Task requirements:
Reproduce all entries precisely, down to the last character.

Data:

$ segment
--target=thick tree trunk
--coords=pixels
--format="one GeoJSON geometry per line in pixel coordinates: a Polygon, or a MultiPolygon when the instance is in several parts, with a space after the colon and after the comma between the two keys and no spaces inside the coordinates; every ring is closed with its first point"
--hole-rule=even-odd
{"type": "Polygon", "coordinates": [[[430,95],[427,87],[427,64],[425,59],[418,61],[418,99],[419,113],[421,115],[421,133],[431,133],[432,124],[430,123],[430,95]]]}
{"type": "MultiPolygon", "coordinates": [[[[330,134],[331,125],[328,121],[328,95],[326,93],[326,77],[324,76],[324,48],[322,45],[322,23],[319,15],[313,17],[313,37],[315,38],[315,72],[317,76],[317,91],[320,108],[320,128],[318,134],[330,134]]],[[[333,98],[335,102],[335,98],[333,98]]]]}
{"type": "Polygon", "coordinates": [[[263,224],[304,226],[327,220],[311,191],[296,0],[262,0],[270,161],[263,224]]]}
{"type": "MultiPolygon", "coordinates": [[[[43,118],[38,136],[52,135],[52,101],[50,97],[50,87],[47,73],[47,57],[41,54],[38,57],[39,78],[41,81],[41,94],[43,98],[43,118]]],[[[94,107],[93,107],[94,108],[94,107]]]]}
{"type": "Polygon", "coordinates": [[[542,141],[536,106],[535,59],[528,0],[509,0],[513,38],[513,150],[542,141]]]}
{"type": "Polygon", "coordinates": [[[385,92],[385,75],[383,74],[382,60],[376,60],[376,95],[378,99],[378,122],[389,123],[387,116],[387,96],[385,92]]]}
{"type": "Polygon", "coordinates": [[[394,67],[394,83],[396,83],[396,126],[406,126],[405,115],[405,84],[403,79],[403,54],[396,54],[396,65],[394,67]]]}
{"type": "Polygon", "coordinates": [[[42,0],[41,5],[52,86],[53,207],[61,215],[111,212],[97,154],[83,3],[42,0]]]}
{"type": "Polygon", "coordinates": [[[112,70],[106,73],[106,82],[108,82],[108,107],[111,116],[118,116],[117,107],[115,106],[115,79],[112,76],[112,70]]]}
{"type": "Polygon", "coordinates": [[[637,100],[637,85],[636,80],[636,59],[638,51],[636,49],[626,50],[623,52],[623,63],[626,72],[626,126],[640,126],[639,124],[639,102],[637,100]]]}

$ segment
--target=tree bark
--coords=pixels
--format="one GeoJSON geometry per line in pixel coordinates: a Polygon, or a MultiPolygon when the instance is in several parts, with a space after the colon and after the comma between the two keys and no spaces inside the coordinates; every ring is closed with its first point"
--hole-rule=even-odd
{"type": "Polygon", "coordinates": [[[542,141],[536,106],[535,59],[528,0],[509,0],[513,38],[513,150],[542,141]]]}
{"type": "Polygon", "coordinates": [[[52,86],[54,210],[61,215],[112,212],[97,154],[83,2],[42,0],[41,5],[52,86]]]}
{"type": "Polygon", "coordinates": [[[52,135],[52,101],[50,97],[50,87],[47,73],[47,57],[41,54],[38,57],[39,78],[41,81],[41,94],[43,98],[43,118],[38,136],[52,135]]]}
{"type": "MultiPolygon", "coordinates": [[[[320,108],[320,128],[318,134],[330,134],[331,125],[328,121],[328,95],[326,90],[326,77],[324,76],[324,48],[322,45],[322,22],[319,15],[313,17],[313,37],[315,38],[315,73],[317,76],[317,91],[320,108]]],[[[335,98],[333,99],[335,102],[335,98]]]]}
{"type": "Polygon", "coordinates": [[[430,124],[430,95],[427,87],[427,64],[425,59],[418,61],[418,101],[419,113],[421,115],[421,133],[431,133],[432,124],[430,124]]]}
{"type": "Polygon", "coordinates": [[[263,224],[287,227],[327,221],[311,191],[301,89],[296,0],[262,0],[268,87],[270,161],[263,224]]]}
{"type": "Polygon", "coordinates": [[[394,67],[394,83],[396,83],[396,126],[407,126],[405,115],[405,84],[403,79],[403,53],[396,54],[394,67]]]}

Right answer:
$ segment
--target=thick tree trunk
--coords=pixels
--format="one GeoJSON geometry per line in pixel coordinates: a Polygon, or a MultiPolygon when the instance is in several parts, with a space after the colon and after the comma between the two keys and no spaces inside the coordinates; every ring is closed with its first point"
--hole-rule=even-odd
{"type": "Polygon", "coordinates": [[[430,95],[427,87],[427,64],[425,59],[418,61],[418,99],[419,113],[421,115],[421,133],[431,133],[432,124],[430,123],[430,95]]]}
{"type": "MultiPolygon", "coordinates": [[[[330,134],[331,125],[328,121],[328,95],[326,93],[326,77],[324,76],[324,48],[322,45],[322,23],[319,15],[313,17],[313,37],[315,38],[315,72],[317,76],[317,91],[320,108],[320,128],[318,134],[330,134]]],[[[333,98],[335,102],[335,98],[333,98]]]]}
{"type": "Polygon", "coordinates": [[[263,224],[304,226],[327,220],[311,191],[296,0],[262,0],[270,161],[263,224]]]}
{"type": "MultiPolygon", "coordinates": [[[[43,118],[38,136],[52,135],[52,101],[50,97],[50,87],[47,73],[47,57],[41,54],[38,57],[39,78],[41,81],[41,94],[43,98],[43,118]]],[[[94,107],[93,107],[94,108],[94,107]]]]}
{"type": "Polygon", "coordinates": [[[542,141],[536,106],[535,59],[528,0],[509,0],[513,38],[513,150],[542,141]]]}
{"type": "Polygon", "coordinates": [[[385,92],[385,75],[383,74],[382,60],[376,60],[376,95],[378,99],[378,122],[389,123],[387,116],[387,96],[385,92]]]}
{"type": "Polygon", "coordinates": [[[394,67],[394,83],[396,83],[396,126],[406,126],[405,115],[405,84],[403,79],[403,54],[396,54],[396,65],[394,67]]]}
{"type": "Polygon", "coordinates": [[[42,0],[41,5],[52,86],[53,207],[61,215],[111,212],[97,154],[83,3],[42,0]]]}
{"type": "Polygon", "coordinates": [[[112,70],[106,73],[106,82],[108,82],[108,107],[111,116],[118,116],[117,107],[115,106],[115,79],[112,76],[112,70]]]}
{"type": "Polygon", "coordinates": [[[637,100],[637,85],[636,80],[636,59],[638,51],[636,49],[626,50],[623,52],[623,63],[626,72],[626,126],[640,126],[639,124],[639,102],[637,100]]]}

$ segment
--target=tree bark
--coords=pixels
--format="one GeoJSON geometry per line in pixel coordinates: a Polygon, or a MultiPolygon when the instance is in several parts, with a space after the colon and after the comma between the two keys and no spaces inside the coordinates; every ring is closed with its first point"
--hole-rule=even-odd
{"type": "Polygon", "coordinates": [[[542,141],[536,106],[535,59],[528,0],[509,0],[513,38],[513,150],[542,141]]]}
{"type": "Polygon", "coordinates": [[[52,86],[54,210],[61,215],[112,212],[97,154],[83,2],[42,0],[41,5],[52,86]]]}
{"type": "Polygon", "coordinates": [[[52,135],[52,101],[50,97],[50,87],[47,73],[47,57],[41,54],[38,57],[39,78],[41,81],[41,94],[43,98],[43,118],[38,136],[52,135]]]}
{"type": "MultiPolygon", "coordinates": [[[[320,108],[320,128],[318,134],[330,134],[331,125],[328,121],[328,95],[326,90],[326,77],[324,76],[324,48],[322,45],[322,22],[319,15],[313,17],[313,37],[315,38],[315,73],[317,76],[317,91],[320,108]]],[[[335,98],[333,99],[335,102],[335,98]]]]}
{"type": "Polygon", "coordinates": [[[430,124],[430,95],[427,87],[427,64],[425,59],[418,61],[418,101],[419,113],[421,115],[421,133],[431,133],[432,124],[430,124]]]}
{"type": "Polygon", "coordinates": [[[263,224],[287,227],[327,221],[311,191],[301,89],[296,0],[262,0],[268,87],[270,161],[263,224]]]}
{"type": "Polygon", "coordinates": [[[394,67],[394,83],[396,83],[396,126],[407,126],[405,115],[405,84],[403,79],[403,53],[396,54],[394,67]]]}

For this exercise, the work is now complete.